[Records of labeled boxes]
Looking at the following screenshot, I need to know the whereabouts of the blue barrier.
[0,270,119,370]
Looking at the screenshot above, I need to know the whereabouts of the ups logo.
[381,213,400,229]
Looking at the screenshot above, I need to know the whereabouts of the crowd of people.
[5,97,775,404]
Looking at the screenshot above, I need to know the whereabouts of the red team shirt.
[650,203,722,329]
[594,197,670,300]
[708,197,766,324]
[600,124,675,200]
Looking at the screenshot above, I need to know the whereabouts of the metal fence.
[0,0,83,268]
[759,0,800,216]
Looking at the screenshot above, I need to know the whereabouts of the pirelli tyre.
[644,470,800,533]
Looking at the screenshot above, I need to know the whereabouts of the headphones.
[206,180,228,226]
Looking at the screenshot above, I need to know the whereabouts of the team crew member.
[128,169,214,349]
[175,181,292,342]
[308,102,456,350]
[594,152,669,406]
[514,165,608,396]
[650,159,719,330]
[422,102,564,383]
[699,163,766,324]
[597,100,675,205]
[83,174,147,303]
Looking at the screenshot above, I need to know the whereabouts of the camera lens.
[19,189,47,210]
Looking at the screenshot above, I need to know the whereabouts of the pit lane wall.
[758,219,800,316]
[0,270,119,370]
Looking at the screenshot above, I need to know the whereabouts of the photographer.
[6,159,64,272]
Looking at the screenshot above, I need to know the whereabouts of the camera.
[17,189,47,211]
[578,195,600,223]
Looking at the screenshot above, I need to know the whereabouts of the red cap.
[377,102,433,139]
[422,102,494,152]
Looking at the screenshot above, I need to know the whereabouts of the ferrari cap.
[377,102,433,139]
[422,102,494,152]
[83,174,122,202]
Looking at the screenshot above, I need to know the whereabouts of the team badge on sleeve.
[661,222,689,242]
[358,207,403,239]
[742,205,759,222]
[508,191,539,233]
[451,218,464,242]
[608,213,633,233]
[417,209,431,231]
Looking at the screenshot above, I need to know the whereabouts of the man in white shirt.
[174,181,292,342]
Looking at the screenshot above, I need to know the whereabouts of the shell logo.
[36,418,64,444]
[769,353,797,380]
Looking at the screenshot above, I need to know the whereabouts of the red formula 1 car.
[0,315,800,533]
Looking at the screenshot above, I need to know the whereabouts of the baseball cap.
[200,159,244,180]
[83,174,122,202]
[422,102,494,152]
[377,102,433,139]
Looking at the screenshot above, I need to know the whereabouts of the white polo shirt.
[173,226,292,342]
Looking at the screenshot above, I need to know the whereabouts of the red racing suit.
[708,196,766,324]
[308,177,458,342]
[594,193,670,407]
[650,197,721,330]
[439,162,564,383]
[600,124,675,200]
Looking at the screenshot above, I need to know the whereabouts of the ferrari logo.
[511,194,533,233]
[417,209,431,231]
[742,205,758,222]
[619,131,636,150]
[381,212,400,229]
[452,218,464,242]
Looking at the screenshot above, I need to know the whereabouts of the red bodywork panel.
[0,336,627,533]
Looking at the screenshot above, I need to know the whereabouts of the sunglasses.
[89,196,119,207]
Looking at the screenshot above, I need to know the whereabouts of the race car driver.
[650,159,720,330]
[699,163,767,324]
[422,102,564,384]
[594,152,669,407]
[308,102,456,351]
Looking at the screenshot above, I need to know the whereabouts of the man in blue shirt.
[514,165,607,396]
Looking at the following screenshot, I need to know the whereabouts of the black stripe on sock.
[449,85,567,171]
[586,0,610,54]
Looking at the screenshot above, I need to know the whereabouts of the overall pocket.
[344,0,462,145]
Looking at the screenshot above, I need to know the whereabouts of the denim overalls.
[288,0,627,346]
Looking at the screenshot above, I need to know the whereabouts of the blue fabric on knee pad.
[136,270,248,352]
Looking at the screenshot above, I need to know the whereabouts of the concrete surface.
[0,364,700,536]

» **Exercise instructions**
Reproduce the material above with every "whereabouts" changed to "location", leaving everything else untouched.

» **Answer for this exercise**
Looking at the following screenshot, I need to know the location of the blue barrier.
[0,270,119,370]
Looking at the screenshot above, I need to know the location of the ups logo.
[381,213,400,229]
Looking at the screenshot above, I need to know the location of the crowd of people.
[5,97,775,404]
Looking at the screenshot above, I need to know the location of the red team shirt.
[650,203,722,329]
[594,197,670,300]
[708,197,766,324]
[600,124,675,200]
Looking at the screenshot above, I need to know the location of the metal fence.
[0,0,83,268]
[759,0,800,216]
Looking at the screenshot above, I need to know the location of the pirelli tyre.
[644,470,800,533]
Looking at the screenshot above, I need to know the location of the headphones.
[206,180,228,226]
Looking at the screenshot above, I need to know the location of the team crew member.
[128,169,214,349]
[175,181,292,342]
[308,102,456,350]
[594,152,669,406]
[514,165,608,396]
[650,159,719,330]
[422,102,564,383]
[699,163,766,324]
[597,100,675,205]
[83,174,147,303]
Looking at the screenshot above, I need to know the location of the camera lens.
[19,189,47,210]
Looking at the screenshot above, I need to know the location of the pit lane wall.
[758,219,800,316]
[0,270,119,370]
Looking at the screenshot above, I need to know the location of the photographer.
[6,159,64,272]
Looking at the screenshot above, I need to know the location of the camera.
[17,189,47,211]
[578,195,600,223]
Looking at the screenshot above, I need to know the location of the red cap.
[377,102,433,139]
[422,102,494,152]
Looking at the screenshot above, I need to know the location of the ferrari cap.
[377,102,433,139]
[422,102,494,152]
[83,174,122,202]
Looking at the screenshot above, I need to know the location of the team badge on sleeve.
[661,222,689,242]
[358,207,403,239]
[742,205,759,222]
[508,191,539,233]
[451,218,464,242]
[608,213,633,233]
[417,209,431,231]
Looking at the screenshot above, I need to know the location of the man in white shirt.
[174,181,292,342]
Looking at the screenshot above, I need to know the location of the shell logo.
[36,418,64,444]
[769,353,797,380]
Looking at the screenshot above, I need to know the location of the red formula 1 car.
[0,315,800,533]
Looking at the screenshot above, I need to know the location of the baseball cap.
[200,159,244,180]
[83,174,122,202]
[422,102,494,152]
[377,102,433,139]
Looking at the screenshot above, I need to know the location of the white polo shirt.
[173,226,292,342]
Looking at the screenshot above, I need to know the location of the red racing suit.
[708,196,766,324]
[308,177,458,342]
[594,193,670,407]
[650,197,721,330]
[439,162,564,383]
[600,124,675,200]
Looking at the screenshot above, I need to know the location of the ferrari logo.
[511,194,533,233]
[417,209,431,231]
[742,205,758,222]
[619,131,636,150]
[381,212,400,229]
[452,218,464,242]
Looking at the screenshot above, I need to know the location of the red bodywork panel.
[0,336,627,533]
Looking at the screenshot above, I need to know the location of the sunglasses.
[89,196,119,207]
Looking at the screenshot above, I need to know the location of the race car driver.
[650,159,720,330]
[699,163,767,324]
[422,102,564,384]
[594,152,669,407]
[308,102,456,351]
Looking at the screenshot above, I need to know the location of the man in blue shirt.
[514,165,607,396]
Looking at the following screenshot, I need to know the location of the black stripe on sock.
[449,85,567,171]
[586,0,610,54]
Looking at the screenshot above, I need to know the location of the overall pocket.
[344,0,462,145]
Looking at the screenshot above, I need to know the location of the denim overalls.
[288,0,627,346]
Looking at the screenshot above, I need to know the location of the blue fabric on knee pad.
[136,270,248,352]
Looking at the screenshot above, I need to know the location of the concrete surface.
[0,364,700,536]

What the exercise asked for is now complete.